*Выбранный отрывок:*
______________________________

Читаем Дневник секретаря Льва Толстого полностью

Был посетитель: мулла Абдул-Лахим, бывший член 2-й Думы, пожилой, в белой чалме и шелковом халате. Его, вследствие интриг врагов, как он рассказывал, выслали на шесть лет в Тульскую губернию из Ташкента, где у него домик, две жены и восемь человек детей. В ссылке же он получает от правительства содержание – два рубля сорок копеек в месяц. Недавно в мусульманский праздник Байрам он читал Коран ссыльным черкесам и другим мусульманам, случайно оказавшимся в окрестных местах. Они собрали ему за это по двадцать копеек, и он был очень доволен. Абдул-Лахим – по-своему очень образованный человек: он знает арабский, персидский языки, Коран весь знает наизусть, чем очень гордится. Он просил посодействовать, чтобы ему разрешили побывать на каком-то мусульманском празднике в Туле, где много его единоверцев.

Во время верховой поездки Л.Н. говорил мне по поводу этого посещения:

– С каким трудом проникают в сознание религиозные взгляды! Еще молодые люди воспринимают их, а старые – ужасно трудно. Я сужу вот по сегодняшнему мулле: это же полная непроницаемость для религии! Он – политический, весь пропитан политикой. Всё хвалился, что знает наизусть Коран. А Коран ведь написан по-арабски, так что большинство, простой народ, мусульмане, не понимают его. Наш славянский язык все-таки понятен. И вот продолжается это ужасное дело – внушение людям разных суеверий. Особенно дети, дети…

Да вот недалеко ходить за примером. В Кочетах няня обучает Танечку молитве «Отче наш». Ведь это исключительно хорошая, разумная молитва, но и тут… «Отче наш, иже еси на небесех» – одно это слово «на небесех», – что оно вызывает у ребенка?! Какие представления?! И эту молитву она ежедневно, с раннего детства, произносит.

______________________________

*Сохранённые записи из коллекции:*
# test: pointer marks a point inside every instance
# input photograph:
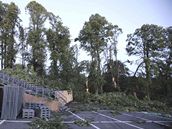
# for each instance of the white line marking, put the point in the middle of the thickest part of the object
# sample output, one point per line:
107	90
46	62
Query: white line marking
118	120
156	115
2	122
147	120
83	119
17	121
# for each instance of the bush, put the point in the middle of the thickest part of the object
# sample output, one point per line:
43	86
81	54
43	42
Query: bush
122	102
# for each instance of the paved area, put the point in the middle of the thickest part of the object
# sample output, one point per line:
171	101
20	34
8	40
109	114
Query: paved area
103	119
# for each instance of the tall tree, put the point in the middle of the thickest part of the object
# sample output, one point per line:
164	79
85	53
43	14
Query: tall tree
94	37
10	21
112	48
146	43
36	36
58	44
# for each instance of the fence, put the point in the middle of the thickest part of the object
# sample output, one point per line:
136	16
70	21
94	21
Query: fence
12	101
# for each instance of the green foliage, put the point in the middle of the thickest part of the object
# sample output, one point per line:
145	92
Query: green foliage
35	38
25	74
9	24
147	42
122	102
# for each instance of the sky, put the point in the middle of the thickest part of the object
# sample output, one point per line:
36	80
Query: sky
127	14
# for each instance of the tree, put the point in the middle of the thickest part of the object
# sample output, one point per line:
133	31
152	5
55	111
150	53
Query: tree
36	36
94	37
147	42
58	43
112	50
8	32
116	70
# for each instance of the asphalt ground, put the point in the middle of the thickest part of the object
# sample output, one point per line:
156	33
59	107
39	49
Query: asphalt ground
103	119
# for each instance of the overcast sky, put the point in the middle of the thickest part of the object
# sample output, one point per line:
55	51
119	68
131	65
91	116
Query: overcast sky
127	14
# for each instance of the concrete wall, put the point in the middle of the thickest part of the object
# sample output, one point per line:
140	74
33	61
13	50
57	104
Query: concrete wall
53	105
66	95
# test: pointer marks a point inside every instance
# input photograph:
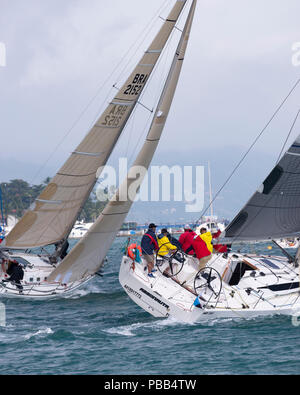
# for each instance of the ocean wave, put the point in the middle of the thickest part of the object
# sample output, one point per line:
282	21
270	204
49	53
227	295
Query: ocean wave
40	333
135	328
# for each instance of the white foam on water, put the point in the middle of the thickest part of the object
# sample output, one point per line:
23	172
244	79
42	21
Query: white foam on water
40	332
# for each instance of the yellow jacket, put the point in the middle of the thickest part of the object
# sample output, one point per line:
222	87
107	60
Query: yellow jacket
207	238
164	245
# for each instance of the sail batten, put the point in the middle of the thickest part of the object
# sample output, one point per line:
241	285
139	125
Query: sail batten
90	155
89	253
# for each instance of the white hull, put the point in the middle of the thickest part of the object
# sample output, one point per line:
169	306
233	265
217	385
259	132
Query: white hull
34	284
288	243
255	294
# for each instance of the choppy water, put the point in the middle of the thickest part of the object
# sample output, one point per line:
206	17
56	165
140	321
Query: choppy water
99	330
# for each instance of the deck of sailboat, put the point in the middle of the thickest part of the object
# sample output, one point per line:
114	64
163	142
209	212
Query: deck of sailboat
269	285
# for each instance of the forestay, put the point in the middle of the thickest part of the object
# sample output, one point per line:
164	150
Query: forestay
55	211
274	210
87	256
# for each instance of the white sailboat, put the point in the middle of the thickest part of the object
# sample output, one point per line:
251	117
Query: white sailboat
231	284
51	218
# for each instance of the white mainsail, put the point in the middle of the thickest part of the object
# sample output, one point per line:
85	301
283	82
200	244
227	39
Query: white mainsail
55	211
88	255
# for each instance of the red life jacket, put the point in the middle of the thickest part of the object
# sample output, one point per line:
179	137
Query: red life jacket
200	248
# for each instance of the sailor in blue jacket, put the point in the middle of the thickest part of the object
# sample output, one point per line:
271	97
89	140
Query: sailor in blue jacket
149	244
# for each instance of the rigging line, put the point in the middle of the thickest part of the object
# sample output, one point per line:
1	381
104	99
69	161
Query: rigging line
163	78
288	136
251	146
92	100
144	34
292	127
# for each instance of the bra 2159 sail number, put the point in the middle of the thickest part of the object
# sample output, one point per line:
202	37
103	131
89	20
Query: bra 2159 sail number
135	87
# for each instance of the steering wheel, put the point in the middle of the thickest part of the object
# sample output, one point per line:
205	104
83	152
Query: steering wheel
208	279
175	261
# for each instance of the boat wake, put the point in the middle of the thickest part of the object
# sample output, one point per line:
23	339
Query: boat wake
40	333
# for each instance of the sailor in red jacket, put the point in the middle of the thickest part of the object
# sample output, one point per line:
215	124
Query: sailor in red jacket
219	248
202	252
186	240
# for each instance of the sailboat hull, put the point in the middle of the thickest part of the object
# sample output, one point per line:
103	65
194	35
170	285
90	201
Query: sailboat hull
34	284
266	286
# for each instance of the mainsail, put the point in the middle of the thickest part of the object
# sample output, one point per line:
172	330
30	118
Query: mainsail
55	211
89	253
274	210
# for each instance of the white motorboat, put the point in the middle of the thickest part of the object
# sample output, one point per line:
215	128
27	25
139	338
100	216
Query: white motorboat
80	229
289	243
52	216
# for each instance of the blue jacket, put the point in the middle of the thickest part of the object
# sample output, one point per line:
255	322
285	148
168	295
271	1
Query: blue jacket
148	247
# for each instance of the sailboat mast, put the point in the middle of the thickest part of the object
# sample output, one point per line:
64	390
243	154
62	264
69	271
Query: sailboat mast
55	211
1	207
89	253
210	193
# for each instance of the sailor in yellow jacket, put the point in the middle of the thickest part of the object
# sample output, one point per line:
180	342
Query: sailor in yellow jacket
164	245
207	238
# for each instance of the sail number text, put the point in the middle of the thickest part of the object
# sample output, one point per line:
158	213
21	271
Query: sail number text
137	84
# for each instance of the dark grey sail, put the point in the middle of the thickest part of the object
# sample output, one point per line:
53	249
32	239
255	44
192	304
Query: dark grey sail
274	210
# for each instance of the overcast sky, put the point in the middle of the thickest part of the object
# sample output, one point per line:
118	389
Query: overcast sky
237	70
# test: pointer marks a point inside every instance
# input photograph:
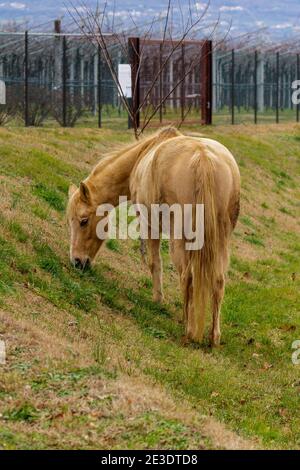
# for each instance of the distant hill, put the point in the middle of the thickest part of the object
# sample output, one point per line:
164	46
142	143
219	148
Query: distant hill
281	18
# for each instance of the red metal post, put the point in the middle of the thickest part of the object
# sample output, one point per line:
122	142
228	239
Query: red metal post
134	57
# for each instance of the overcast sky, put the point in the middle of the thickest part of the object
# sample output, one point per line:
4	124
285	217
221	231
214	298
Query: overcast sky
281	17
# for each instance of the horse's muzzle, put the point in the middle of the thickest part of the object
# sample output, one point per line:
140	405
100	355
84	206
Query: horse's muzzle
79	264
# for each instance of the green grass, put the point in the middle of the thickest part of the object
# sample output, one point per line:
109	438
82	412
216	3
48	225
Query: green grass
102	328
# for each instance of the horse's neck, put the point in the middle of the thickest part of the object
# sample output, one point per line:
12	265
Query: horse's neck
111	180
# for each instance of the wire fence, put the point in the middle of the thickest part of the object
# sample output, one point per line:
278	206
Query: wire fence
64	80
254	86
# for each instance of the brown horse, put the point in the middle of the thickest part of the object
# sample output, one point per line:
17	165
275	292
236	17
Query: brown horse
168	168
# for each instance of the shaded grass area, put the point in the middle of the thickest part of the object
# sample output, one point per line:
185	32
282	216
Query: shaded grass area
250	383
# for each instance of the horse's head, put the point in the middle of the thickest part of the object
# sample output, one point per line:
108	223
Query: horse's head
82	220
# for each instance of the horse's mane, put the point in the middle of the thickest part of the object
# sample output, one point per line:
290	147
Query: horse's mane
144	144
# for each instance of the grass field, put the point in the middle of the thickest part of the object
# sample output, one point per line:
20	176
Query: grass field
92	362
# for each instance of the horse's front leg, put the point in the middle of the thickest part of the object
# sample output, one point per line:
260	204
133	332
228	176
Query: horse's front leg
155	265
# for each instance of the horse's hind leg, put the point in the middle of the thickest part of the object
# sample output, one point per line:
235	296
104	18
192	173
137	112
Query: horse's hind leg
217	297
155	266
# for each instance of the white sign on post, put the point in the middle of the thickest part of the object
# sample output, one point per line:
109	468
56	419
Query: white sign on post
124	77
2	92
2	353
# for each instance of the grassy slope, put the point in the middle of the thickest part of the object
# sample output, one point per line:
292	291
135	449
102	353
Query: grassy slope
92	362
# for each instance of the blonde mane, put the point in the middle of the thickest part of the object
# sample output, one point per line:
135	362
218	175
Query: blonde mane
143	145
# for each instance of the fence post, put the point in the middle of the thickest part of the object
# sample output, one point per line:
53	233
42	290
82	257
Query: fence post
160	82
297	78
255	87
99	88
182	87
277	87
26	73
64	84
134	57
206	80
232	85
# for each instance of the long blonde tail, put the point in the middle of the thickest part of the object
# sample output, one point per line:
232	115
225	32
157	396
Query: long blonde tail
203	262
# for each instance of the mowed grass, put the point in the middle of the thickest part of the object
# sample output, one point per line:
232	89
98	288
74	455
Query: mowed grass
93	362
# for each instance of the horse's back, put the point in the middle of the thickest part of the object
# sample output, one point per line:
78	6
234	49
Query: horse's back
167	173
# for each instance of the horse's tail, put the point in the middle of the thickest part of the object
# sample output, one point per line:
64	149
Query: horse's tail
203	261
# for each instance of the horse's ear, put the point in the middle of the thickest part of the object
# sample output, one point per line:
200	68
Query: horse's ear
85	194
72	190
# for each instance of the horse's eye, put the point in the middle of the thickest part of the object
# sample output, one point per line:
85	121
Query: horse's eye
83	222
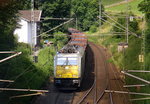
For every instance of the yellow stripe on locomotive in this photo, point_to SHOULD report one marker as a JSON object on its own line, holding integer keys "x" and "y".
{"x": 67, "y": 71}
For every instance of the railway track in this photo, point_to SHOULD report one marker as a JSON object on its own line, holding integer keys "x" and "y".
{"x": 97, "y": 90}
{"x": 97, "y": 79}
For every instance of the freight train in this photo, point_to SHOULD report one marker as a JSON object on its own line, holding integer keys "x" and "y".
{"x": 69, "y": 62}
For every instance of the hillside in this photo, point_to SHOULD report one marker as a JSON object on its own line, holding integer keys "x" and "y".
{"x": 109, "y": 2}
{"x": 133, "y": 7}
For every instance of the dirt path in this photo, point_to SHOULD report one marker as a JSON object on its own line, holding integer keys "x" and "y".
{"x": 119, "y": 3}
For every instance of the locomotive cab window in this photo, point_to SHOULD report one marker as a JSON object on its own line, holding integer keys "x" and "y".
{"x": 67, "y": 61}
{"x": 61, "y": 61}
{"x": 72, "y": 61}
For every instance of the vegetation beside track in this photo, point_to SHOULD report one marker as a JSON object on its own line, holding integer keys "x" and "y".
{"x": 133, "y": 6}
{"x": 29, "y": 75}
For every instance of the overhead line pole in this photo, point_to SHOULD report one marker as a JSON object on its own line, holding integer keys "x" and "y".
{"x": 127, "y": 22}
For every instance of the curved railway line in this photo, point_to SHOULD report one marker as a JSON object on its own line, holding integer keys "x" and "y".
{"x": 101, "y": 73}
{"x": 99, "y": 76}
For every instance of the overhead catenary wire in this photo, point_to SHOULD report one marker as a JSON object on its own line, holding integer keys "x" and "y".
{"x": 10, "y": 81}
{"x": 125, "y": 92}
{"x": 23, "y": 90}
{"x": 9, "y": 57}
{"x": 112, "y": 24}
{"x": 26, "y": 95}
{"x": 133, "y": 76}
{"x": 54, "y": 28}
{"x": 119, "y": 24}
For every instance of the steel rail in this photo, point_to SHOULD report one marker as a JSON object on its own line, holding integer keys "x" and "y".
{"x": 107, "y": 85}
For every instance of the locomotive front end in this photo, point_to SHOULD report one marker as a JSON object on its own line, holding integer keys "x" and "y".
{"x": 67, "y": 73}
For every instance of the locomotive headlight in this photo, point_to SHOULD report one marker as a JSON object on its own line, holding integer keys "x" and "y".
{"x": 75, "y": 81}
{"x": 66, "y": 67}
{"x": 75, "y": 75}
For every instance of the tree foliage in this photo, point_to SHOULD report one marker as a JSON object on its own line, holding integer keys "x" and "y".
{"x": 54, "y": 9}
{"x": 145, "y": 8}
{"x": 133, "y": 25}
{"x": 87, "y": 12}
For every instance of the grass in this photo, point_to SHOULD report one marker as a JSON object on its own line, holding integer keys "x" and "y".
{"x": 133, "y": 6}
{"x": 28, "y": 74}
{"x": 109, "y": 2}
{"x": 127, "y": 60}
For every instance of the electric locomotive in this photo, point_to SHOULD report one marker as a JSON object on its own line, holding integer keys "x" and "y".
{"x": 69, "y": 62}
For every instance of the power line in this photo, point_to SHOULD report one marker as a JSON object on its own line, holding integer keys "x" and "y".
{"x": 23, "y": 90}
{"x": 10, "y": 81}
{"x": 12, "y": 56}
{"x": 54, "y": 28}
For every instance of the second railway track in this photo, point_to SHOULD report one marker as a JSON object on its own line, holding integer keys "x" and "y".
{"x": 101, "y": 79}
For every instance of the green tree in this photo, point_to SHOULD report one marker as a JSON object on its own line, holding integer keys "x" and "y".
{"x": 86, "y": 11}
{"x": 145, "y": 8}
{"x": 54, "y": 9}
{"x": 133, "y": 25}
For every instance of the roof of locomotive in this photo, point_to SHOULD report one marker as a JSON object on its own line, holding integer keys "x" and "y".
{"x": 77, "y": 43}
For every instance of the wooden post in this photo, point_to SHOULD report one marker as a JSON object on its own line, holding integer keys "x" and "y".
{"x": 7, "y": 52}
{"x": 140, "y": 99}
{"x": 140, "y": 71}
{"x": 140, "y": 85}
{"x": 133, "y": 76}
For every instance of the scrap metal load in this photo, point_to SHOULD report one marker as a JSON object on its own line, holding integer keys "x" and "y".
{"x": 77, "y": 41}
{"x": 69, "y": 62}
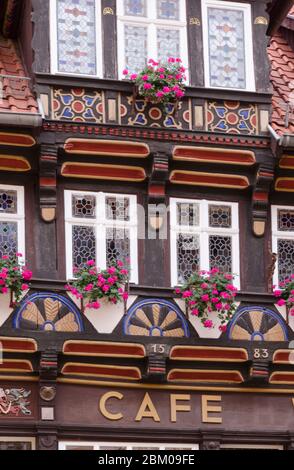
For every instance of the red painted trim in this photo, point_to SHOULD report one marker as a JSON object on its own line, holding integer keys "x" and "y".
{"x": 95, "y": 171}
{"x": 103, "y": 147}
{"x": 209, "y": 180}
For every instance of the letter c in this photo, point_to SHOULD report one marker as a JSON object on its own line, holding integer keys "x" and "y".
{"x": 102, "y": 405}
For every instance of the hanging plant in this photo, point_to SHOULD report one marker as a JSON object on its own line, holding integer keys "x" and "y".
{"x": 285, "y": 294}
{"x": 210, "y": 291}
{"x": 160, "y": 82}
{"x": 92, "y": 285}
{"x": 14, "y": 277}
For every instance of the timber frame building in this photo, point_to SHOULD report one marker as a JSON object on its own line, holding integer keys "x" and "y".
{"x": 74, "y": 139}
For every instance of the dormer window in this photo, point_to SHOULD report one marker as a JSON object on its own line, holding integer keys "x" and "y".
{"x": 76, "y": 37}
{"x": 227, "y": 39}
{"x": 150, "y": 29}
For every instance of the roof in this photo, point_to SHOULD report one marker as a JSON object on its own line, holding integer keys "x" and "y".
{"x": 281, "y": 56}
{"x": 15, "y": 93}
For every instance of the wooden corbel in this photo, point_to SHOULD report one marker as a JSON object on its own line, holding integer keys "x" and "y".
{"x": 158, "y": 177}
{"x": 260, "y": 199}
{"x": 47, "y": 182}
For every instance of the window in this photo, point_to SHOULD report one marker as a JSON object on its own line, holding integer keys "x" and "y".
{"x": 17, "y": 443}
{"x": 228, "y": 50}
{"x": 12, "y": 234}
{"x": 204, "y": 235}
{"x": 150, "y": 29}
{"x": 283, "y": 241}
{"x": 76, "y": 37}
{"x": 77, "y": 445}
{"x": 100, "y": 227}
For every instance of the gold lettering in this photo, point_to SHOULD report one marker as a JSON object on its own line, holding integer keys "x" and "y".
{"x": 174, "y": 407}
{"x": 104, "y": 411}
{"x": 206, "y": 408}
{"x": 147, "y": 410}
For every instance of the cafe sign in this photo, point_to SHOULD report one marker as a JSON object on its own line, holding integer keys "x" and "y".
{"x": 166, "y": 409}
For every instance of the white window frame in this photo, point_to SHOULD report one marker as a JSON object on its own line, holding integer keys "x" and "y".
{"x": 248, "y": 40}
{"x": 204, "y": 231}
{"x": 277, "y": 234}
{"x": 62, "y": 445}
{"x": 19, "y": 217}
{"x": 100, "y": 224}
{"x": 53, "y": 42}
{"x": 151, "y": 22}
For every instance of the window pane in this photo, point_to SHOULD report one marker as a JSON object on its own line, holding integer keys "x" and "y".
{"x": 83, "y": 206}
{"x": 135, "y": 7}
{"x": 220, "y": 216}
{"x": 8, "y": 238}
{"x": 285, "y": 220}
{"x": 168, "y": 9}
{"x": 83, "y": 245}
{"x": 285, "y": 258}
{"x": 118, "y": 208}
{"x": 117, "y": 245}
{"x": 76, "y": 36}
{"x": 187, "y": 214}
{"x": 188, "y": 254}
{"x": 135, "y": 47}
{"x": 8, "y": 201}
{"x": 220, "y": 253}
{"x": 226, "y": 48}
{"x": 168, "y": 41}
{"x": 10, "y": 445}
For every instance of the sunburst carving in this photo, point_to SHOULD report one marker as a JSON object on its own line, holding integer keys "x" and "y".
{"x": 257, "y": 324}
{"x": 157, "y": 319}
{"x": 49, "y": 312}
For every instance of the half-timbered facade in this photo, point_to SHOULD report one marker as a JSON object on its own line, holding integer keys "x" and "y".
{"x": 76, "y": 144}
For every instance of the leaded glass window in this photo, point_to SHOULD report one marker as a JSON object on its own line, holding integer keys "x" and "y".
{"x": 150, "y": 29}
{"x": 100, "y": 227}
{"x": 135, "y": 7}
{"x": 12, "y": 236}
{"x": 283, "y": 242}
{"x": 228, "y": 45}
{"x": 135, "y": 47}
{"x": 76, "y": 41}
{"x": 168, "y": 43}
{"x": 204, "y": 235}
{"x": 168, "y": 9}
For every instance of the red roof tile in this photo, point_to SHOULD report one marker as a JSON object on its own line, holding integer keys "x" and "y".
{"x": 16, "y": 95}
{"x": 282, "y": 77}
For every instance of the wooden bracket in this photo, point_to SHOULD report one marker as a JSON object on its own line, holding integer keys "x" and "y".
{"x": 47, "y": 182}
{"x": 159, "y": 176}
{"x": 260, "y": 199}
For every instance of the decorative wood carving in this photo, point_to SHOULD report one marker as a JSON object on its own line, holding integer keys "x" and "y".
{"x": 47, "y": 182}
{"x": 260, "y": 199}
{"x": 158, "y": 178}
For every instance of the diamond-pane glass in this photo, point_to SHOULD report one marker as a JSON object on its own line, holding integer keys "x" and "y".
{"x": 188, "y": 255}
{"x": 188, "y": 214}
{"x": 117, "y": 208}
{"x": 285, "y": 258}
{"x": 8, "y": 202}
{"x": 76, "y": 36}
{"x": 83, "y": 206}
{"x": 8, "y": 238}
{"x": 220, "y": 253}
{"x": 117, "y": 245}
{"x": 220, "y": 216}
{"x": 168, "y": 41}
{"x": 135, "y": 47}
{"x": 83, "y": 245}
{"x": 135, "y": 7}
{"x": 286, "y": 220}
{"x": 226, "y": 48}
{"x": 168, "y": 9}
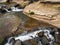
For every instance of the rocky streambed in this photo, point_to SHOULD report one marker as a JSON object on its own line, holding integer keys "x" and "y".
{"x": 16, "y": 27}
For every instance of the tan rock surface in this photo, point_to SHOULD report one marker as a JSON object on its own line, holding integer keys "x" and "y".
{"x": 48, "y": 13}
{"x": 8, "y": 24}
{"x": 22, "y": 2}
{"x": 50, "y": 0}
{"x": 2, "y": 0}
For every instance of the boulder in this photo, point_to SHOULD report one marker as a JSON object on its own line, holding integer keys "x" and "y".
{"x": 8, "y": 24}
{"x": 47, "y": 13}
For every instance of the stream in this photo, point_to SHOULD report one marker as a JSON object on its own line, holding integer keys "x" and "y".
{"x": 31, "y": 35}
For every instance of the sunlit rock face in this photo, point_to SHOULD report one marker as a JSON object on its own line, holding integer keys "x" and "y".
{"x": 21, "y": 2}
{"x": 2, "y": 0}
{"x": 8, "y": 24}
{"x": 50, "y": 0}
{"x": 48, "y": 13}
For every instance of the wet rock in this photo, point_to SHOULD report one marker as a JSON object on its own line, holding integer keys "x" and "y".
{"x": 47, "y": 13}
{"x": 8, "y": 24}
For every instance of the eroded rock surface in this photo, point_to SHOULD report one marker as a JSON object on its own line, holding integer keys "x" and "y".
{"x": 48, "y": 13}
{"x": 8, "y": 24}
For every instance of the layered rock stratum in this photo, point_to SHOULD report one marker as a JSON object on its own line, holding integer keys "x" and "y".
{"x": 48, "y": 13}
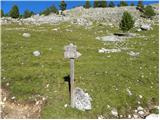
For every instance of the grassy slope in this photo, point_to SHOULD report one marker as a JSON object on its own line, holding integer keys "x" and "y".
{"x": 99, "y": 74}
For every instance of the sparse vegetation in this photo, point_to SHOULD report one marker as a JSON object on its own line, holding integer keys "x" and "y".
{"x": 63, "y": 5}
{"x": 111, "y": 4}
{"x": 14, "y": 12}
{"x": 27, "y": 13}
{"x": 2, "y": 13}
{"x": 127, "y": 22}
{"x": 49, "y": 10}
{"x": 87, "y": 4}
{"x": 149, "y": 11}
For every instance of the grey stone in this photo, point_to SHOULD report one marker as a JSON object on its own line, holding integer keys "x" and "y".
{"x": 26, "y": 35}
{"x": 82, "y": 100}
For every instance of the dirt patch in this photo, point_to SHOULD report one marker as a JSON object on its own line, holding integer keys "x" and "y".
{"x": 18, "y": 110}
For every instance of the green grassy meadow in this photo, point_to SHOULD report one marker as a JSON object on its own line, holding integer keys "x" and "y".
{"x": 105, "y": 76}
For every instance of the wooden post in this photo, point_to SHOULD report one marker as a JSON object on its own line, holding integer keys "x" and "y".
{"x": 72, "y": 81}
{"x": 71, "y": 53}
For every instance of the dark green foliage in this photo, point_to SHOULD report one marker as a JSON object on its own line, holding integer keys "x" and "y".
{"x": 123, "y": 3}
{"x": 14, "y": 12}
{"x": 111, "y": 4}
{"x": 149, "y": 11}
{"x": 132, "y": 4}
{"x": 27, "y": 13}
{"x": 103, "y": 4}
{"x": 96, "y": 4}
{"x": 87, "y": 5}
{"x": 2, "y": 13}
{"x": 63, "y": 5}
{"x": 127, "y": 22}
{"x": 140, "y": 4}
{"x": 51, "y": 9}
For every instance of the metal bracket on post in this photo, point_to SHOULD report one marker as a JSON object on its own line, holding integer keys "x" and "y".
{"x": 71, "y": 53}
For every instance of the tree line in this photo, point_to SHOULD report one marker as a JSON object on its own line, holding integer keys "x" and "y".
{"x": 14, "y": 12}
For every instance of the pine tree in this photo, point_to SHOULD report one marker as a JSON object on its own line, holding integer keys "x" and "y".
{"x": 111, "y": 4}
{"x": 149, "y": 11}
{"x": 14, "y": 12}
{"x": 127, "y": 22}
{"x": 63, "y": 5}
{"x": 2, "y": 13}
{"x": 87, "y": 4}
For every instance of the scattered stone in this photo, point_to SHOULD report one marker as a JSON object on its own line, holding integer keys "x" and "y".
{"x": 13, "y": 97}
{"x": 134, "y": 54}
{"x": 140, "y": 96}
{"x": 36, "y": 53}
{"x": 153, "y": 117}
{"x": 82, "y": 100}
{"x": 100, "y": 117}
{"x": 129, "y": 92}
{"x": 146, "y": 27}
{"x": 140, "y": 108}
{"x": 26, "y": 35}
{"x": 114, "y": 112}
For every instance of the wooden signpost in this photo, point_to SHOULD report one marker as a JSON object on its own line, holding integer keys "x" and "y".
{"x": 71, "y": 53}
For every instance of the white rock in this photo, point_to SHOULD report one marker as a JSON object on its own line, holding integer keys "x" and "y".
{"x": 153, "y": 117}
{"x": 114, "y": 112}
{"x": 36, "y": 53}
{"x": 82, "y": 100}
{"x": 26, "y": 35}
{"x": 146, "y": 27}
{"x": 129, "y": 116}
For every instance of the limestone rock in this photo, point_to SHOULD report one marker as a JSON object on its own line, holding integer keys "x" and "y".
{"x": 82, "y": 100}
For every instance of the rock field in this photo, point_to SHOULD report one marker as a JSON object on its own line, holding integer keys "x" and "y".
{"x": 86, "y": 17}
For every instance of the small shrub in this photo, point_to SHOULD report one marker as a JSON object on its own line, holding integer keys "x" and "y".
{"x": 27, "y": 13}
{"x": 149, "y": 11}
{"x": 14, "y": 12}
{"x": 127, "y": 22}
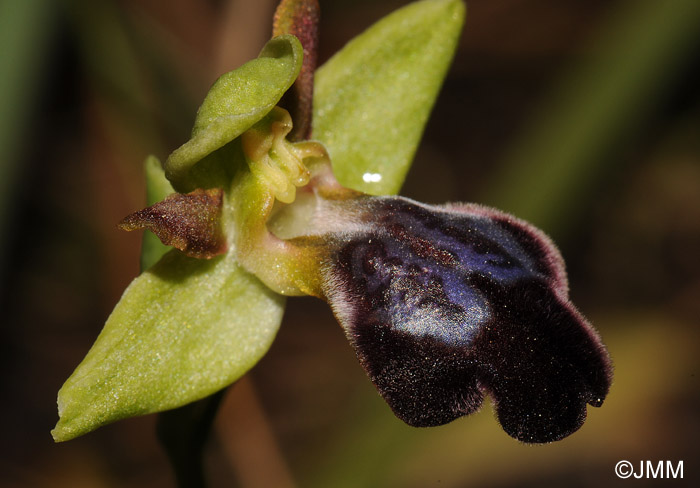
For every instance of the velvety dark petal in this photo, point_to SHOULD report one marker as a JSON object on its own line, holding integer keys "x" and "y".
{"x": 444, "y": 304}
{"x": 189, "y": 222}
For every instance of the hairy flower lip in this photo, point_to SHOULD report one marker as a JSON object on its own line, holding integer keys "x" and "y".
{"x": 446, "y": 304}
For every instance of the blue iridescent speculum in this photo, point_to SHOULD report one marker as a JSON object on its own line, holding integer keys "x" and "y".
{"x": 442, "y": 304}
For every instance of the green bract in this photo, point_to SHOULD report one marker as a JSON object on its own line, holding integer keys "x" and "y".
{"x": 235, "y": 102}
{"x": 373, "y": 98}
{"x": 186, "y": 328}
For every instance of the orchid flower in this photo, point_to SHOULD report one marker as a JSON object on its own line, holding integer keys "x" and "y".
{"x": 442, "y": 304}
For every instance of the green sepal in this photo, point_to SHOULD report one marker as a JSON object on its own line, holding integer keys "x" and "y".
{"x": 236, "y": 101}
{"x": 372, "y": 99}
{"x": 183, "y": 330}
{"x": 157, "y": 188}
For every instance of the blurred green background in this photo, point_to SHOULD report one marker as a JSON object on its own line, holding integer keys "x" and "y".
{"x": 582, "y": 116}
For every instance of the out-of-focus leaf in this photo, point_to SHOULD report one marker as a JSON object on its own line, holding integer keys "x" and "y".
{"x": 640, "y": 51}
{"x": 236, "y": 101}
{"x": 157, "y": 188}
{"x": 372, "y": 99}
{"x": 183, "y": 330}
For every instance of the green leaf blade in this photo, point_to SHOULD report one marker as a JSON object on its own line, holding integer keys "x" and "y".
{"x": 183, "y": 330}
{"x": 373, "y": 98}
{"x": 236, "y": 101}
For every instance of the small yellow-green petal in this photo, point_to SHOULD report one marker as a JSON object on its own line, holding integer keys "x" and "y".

______________________________

*Что сделать:*
**a)** Ответьте, пожалуйста, на вопросы по отрывку из дневника секретаря Толстого:
(i) На сколько лет и куда выслали муллу Абдул-Лахима?
(ii) Какое содержание он получает от правительства в ссылке?
(iii) Какой молитве няня обучает Танечку в Кочетах?
**b)** Продолжите отрывок из дневника секретаря Толстого с того места, где он заканчивается.

*Ответы по заданиям:*
**a)**
(i) На шесть лет, в Тульскую губернию.
(ii) Два рубля сорок копеек в месяц.
(iii) Молитве «Отче наш».

**b)**
Вечером Л.Н. рассказывал, что говорил с муллой о собственности. Абдул-Лахим доказывал, что собственность допустима, но до известной границы: следует признать неотъемлемой, священной собственностью человека произведения его труда. Толстому этот взгляд казался близким.

Ехали мы с Л.Н. на Засеку. Там встретили Марию Александровну, направлявшуюся на телеге в Ясную Поляну. Л.Н. поговорил с ней.

– Ну, что, как Софья Андреевна? – спросила Мария Александровна. – Так себе?

– Да, так себе, – ответил Л.Н. – Когда мы приехали, она сделала ужасную сцену. На другой день, напротив, была необыкновенно ласкова. Знаете, всё так ненормально… Но это ее дело. А я стараюсь только поступать как должно, потому что то, что я делаю, это мое с Богом, а то, что она делает, это ее с Богом.

Обратно мы ехали по тульскому шоссе. Л.Н. расспрашивал меня о личности Кудрина.

– Блондин, лет двадцати шести, тихий, скромный, явно умный… О своем отказе и о том, что пострадал за это, не жалеет. Очень дружен с женой, которая вполне сочувствует его взглядам.

– Я почти таким же представлял его, – сказал Л.Н., выслушав описание.

Вернувшись домой, прежде всего встретили там Марию Александровну.

– И когда мы умрем, Мария Александровна? – спрашивал, смеясь, Л.Н.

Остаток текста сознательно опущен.